Begin SUPPLIED ENTRIES
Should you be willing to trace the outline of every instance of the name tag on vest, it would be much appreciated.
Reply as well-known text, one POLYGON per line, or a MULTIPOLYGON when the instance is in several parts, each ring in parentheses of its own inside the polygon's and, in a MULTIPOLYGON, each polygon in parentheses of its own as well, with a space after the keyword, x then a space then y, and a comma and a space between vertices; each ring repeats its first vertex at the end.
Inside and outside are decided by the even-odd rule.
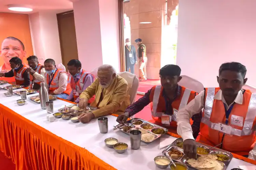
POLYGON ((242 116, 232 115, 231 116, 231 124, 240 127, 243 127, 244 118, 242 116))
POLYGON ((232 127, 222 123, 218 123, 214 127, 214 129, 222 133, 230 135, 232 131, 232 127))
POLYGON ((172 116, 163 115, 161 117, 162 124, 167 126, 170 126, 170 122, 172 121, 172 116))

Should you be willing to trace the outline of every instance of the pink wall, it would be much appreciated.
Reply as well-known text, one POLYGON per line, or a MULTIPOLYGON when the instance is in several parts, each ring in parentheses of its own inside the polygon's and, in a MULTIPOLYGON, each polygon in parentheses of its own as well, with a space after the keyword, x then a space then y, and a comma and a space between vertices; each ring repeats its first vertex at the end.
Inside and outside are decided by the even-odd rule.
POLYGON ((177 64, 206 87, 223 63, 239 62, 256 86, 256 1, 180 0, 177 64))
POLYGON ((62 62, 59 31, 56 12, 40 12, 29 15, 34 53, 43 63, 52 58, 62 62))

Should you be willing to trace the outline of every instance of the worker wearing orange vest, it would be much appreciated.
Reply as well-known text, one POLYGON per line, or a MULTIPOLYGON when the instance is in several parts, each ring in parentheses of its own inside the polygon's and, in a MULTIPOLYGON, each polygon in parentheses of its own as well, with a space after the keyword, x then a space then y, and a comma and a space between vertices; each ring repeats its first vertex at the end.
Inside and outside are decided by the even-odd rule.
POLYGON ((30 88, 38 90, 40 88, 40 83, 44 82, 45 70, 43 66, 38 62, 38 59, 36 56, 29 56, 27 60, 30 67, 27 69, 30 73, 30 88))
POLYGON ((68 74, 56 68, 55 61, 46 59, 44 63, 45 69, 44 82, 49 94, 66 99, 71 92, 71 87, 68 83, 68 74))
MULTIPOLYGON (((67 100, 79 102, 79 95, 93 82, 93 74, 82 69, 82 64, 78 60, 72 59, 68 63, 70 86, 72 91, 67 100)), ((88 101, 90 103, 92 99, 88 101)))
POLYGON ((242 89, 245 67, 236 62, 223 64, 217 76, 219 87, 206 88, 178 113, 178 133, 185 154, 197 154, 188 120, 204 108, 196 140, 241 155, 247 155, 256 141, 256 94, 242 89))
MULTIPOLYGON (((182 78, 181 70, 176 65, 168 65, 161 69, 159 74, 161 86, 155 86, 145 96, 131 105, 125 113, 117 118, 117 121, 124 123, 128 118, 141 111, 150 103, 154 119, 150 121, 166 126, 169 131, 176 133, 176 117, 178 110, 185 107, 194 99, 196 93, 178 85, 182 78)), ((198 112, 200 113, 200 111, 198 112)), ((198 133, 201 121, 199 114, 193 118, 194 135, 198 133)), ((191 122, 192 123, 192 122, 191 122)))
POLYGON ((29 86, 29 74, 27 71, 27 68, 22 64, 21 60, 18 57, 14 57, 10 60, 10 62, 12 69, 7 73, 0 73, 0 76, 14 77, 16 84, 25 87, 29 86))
End SUPPLIED ENTRIES
> _DIRECTIONS FOR THIS TASK_:
Put these lines into a Markdown table with the columns "Row" and "Line", one line per row, skipping blank lines. Leave the pictures out of the answer.

> _SOLUTION_:
| Row | Line |
|---|---|
| 1 | Should you be willing to trace the outline of every instance of the name tag on vest, it would be much appreciated. |
| 2 | Reply as well-known text, one POLYGON per line, or a MULTIPOLYGON when the instance is in several parts, each ring in parentheses of its own inside the polygon's and, in a MULTIPOLYGON, each polygon in parentheses of its own as well, with a space after the keyword, x then a space then y, and a comma and a space between vertices; each ring repeats its first vertex at the end. |
| 3 | Inside and outside are decided by the even-odd rule. |
| 4 | POLYGON ((242 116, 232 115, 231 116, 231 124, 240 127, 243 127, 244 118, 242 116)) |
| 5 | POLYGON ((232 127, 222 123, 218 123, 214 127, 214 129, 222 133, 230 135, 232 131, 232 127)) |
| 6 | POLYGON ((172 116, 163 115, 161 117, 162 124, 167 126, 170 126, 170 122, 172 121, 172 116)) |
| 7 | Should you be willing to trace the outline of every instance of the pink wall, it would be much appreciated. |
| 8 | Reply as well-known text, one POLYGON per line, or a MULTIPOLYGON when the instance is in several parts, each ring in parentheses of its own inside the polygon's and, in a MULTIPOLYGON, each polygon in parentheses of its own as well, with a space after the keyword, x then a space then y, and a comma and a space between vertices; each ring repeats its first vertex at the end. |
| 9 | Inside and outside are decided by the even-odd rule. |
| 10 | POLYGON ((177 64, 206 87, 223 63, 239 62, 256 86, 256 1, 180 0, 177 64)) |
| 11 | POLYGON ((62 62, 59 31, 56 12, 40 12, 29 15, 34 53, 43 63, 52 58, 62 62)) |
| 12 | Should you be willing to trace the outline of every instance of the worker wearing orange vest, it would be much appreciated. |
| 13 | Reply as well-known text, one POLYGON per line, or a MULTIPOLYGON when the instance is in several parts, each ring in parentheses of its own inside the polygon's and, in a MULTIPOLYGON, each polygon in parentheses of its own as well, with a space after the keyword, x then a space then y, and a comma and a space between vertices; each ring repeats its first vertex at the end. |
| 14 | Inside and outside are decided by the even-odd rule. |
| 15 | POLYGON ((30 88, 38 90, 40 88, 40 83, 44 82, 45 70, 43 66, 38 62, 38 59, 36 56, 29 56, 27 60, 30 67, 27 69, 30 73, 30 88)) |
| 16 | POLYGON ((68 74, 56 68, 55 61, 46 59, 44 63, 45 69, 44 82, 49 94, 66 99, 71 92, 71 87, 68 83, 68 74)) |
| 17 | MULTIPOLYGON (((67 100, 79 102, 79 95, 93 82, 93 74, 82 69, 82 64, 78 60, 72 59, 68 63, 70 86, 72 91, 67 100)), ((88 101, 90 103, 92 99, 88 101))) |
| 18 | POLYGON ((242 89, 245 67, 236 62, 223 64, 217 76, 219 87, 206 88, 178 113, 178 133, 185 154, 197 154, 188 120, 204 108, 196 140, 241 155, 247 155, 256 141, 256 94, 242 89)) |
| 19 | MULTIPOLYGON (((182 78, 181 70, 176 65, 168 65, 161 69, 159 74, 161 86, 155 86, 145 96, 131 105, 125 113, 117 118, 117 121, 124 123, 128 118, 141 111, 150 103, 154 119, 150 121, 166 126, 169 131, 176 133, 176 117, 178 110, 185 107, 194 99, 196 93, 178 85, 182 78)), ((198 112, 200 113, 200 111, 198 112)), ((198 133, 201 121, 199 114, 193 118, 194 135, 198 133)), ((191 122, 192 123, 192 122, 191 122))) |
| 20 | POLYGON ((29 86, 29 74, 27 71, 27 68, 22 64, 21 60, 18 57, 14 57, 10 60, 10 62, 12 69, 7 73, 0 73, 0 76, 14 77, 16 84, 25 87, 29 86)) |